───── DATA LISTING
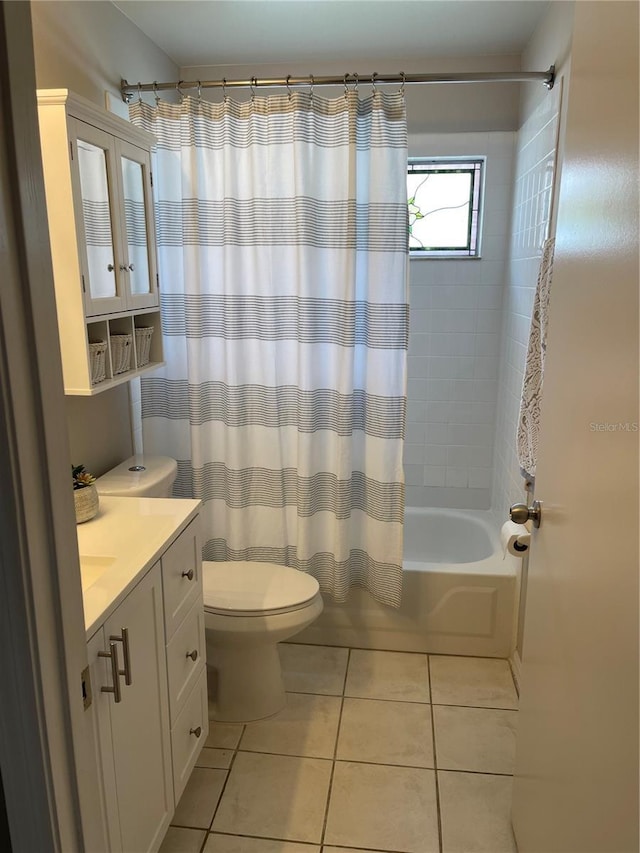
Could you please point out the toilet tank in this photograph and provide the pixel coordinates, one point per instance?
(140, 476)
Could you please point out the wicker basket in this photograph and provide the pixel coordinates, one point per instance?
(121, 346)
(143, 344)
(98, 361)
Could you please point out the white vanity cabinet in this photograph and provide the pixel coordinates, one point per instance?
(98, 182)
(133, 724)
(149, 696)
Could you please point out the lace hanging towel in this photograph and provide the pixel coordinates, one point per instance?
(529, 419)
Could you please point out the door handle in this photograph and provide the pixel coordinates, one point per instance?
(124, 639)
(521, 513)
(115, 672)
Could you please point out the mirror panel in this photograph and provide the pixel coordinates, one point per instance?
(96, 212)
(136, 226)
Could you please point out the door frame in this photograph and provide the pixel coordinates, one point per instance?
(47, 749)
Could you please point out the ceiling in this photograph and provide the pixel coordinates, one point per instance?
(235, 32)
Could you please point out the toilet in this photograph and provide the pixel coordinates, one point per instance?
(249, 608)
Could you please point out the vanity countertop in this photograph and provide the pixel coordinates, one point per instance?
(127, 536)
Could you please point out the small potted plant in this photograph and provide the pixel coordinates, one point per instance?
(85, 494)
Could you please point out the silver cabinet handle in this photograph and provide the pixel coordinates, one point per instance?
(124, 639)
(115, 672)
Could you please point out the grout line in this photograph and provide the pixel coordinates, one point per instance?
(335, 752)
(435, 760)
(224, 787)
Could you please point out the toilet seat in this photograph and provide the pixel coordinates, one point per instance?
(250, 588)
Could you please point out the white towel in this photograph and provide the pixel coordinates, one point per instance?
(529, 419)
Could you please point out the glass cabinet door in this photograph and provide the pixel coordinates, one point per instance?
(100, 256)
(138, 233)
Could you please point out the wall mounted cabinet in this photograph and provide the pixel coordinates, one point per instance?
(98, 181)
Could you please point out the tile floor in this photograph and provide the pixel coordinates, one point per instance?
(375, 751)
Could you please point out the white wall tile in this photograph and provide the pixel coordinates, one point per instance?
(456, 321)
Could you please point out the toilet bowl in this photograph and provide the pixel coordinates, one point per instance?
(249, 608)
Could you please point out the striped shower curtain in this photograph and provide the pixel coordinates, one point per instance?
(282, 237)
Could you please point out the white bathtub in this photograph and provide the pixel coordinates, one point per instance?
(459, 593)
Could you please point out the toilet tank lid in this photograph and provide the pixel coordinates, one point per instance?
(136, 475)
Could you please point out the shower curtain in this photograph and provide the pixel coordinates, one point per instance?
(282, 239)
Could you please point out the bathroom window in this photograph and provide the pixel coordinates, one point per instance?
(444, 198)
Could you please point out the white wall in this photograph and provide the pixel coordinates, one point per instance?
(88, 47)
(455, 341)
(442, 108)
(540, 122)
(534, 177)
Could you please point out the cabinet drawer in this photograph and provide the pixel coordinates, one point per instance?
(183, 670)
(181, 577)
(189, 734)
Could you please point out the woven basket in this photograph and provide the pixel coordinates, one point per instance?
(121, 346)
(143, 344)
(86, 501)
(98, 361)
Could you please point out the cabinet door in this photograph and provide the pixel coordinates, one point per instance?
(140, 722)
(101, 676)
(95, 181)
(137, 224)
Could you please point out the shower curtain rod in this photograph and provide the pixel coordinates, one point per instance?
(348, 80)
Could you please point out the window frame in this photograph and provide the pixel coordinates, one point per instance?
(477, 164)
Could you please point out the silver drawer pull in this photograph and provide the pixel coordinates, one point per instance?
(115, 672)
(124, 639)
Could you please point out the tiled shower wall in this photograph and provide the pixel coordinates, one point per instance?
(533, 189)
(454, 343)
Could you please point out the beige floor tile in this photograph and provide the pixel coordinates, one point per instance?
(200, 798)
(479, 739)
(179, 840)
(475, 813)
(388, 675)
(308, 725)
(224, 735)
(313, 669)
(220, 758)
(481, 682)
(386, 732)
(276, 796)
(383, 808)
(241, 844)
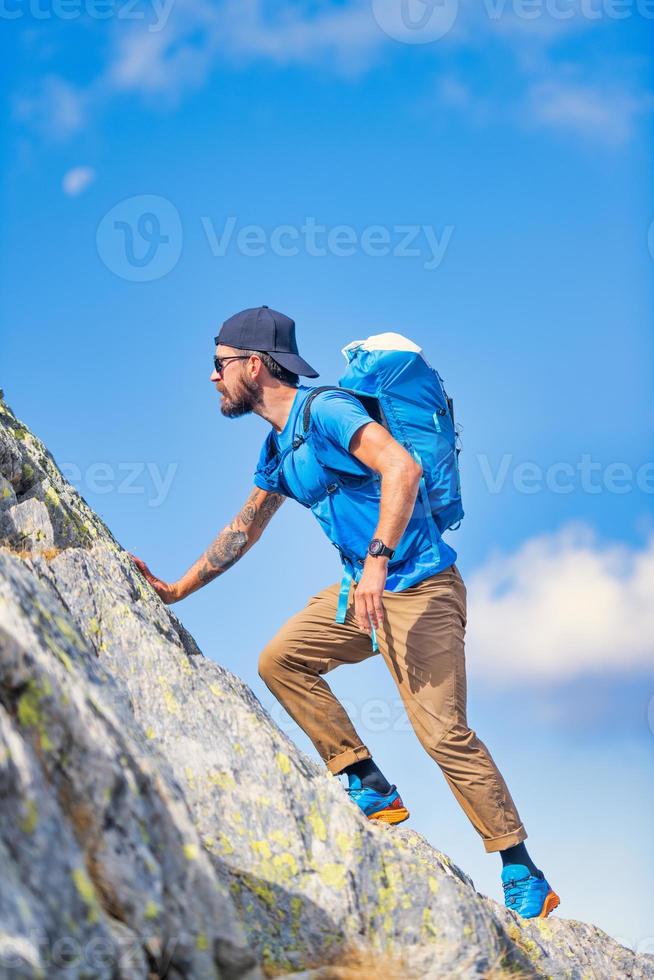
──────────
- TRY IT -
Pictures in the records above are left out; print everything else exactly as written.

- OUTPUT FOR THIS TASK -
Could you please point out the toilet tank in this photograph and provide the pixel coordinates, one point per instance?
(140, 476)
Could you please point out the wicker basket in this photograph and provide the pixel coordinates, one point per instance?
(121, 346)
(143, 344)
(98, 361)
Could you please point out the white vanity cabinet in this photograph and provide the pixel coordinates, one point per instance?
(98, 182)
(133, 724)
(149, 696)
Could you please point out the lace hanging towel in this photograph and provide the pixel coordinates, one point per instance?
(529, 419)
Could you please point out the door handle in this photograph and provide the pixel coordinates, one point per instance?
(124, 639)
(521, 513)
(115, 672)
Could you please point out the mirror panel in this photograph and provide the pixel coordinates, one point per instance?
(96, 212)
(136, 226)
Could you please point out the door frame in this photograph and provide the pixel coordinates, one point per instance?
(47, 749)
Could you please point out the ceiling in this photograph and provide the pixel coordinates, one point per instance?
(235, 32)
Could you please point out the toilet in this photograph and provide the pixel coordinates, one point per instance?
(249, 608)
Could you please point out the vanity countertop in this photograph and provide the pixel coordinates, one point per instance?
(127, 536)
Could you please point out the small potted plant in this photograph and provide the pixel coordinates, one point per instance?
(85, 494)
Could you please point out the silver cabinet handle in this photograph and provide the pixel coordinates, one point per instance?
(124, 639)
(115, 672)
Could you please point out the grout line in this photograph and provide the pixel coordinates, one point per instance?
(335, 752)
(435, 760)
(224, 787)
Could you please point out the toilet seat in this photograph and provide the pixel coordinates, one point per instance?
(250, 588)
Could you please point out the white towel in this photograph and provide the pixel coordinates, one point per instance?
(529, 419)
Could you please point out the glass cabinet door in this photograph and provide the pixel coordinates, one point per instance?
(100, 256)
(138, 233)
Could you please point out the wall mounted cabinet in this photograph and provide the pixel coordinates, one point per instance?
(98, 181)
Could you please point out the tile floor in this photograph and provide the pixel coordinates, one point per instance?
(375, 751)
Could you please point out the white wall tile in this photograph and provide the pixel coordinates, one point per instance?
(456, 321)
Could you please point out the toilet bowl in this photograph and provide the pixel coordinates, one point per instance?
(249, 608)
Could you please point out the striped shower curtain in this photograph and provide the pixel coordinates, one point per instance?
(282, 237)
Could you please point out the white bathtub in this photograph and provide the pixel coordinates, one point per instance?
(459, 593)
Could you please point out the toilet tank lid in this photograph and provide the pixel coordinates, one point per instance?
(136, 475)
Could you please point out the shower curtain in this photograph and provide the pixel coordinates, one point per instance?
(282, 239)
Could you please point out the bathroom window in this photograph and provide the pixel coordinates, one point per instance?
(444, 198)
Could you please point out the white wall in this photograph and provide the pixel coordinates, one point per instance?
(88, 47)
(455, 341)
(442, 108)
(540, 122)
(534, 177)
Could you please point out the cabinet drawer in this photograph and provide the pixel coordinates, one point per instance?
(183, 670)
(181, 577)
(189, 734)
Could you please point out the woven basket in this photograph and provide the pixel coordinates, one point per instance?
(121, 346)
(143, 344)
(86, 501)
(98, 361)
Could you please point out the cabinet door in this photograph and provide the pixel coordinates, one point per instance?
(140, 722)
(101, 676)
(95, 181)
(137, 224)
Could you please point out the shower curtain rod in this photograph and provide the pixel coordinates, one point per instance?
(348, 80)
Could you please point out the window frame in this photograph and provide the pixel coordinates, one point per instance?
(477, 164)
Could you please point out the silver drawer pull in this photograph and provide the pixel coordinates, one point per instance?
(115, 672)
(124, 639)
Could you please point out the tiled shower wall in this photograph and provide the pixel coordinates, one point per instance?
(533, 189)
(454, 343)
Could you please point out the beige floor tile in this photograph and provide the pixel coordinates, one point per instance?
(200, 798)
(479, 739)
(179, 840)
(475, 813)
(388, 675)
(308, 725)
(224, 735)
(313, 669)
(220, 758)
(481, 682)
(386, 732)
(276, 796)
(383, 808)
(241, 844)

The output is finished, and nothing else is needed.